WHAT TO PRODUCE :: The records follow. Transcribe only the lines from the line containing "[ ] one point" through the end, both ends included, and leave out the pictures.
-----
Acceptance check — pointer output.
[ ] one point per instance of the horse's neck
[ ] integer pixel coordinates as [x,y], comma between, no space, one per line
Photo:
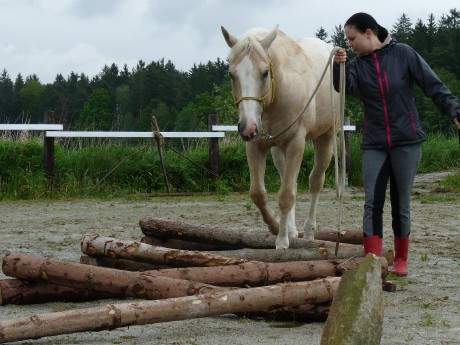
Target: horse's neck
[287,57]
-----
OUTPUT FOR THIS TASK ::
[ ] one point per instance of the horse's neck
[ ] integer pixel coordinates as [x,y], comma between, no space, one per line
Photo:
Target: horse's neck
[287,57]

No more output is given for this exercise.